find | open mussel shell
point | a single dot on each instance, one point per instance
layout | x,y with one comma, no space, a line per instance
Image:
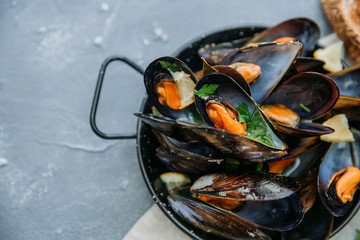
302,29
316,224
274,59
340,156
232,144
192,158
169,127
280,208
278,215
211,220
231,72
155,73
311,95
229,144
350,106
246,186
311,90
348,81
309,64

::::::::

* **WHAT YOU HAVE TO DO**
Write out the lines above word for word, leaving out the picture.

* **CORRECT OUTPUT**
find | open mussel shell
point | a single dot on each instance, one point per instance
layout | x,y with one comma, no space, a line per instance
Image:
302,29
316,224
274,59
340,156
232,144
192,158
169,127
280,208
278,215
211,220
231,72
155,73
311,95
229,144
350,106
246,186
311,90
348,81
309,64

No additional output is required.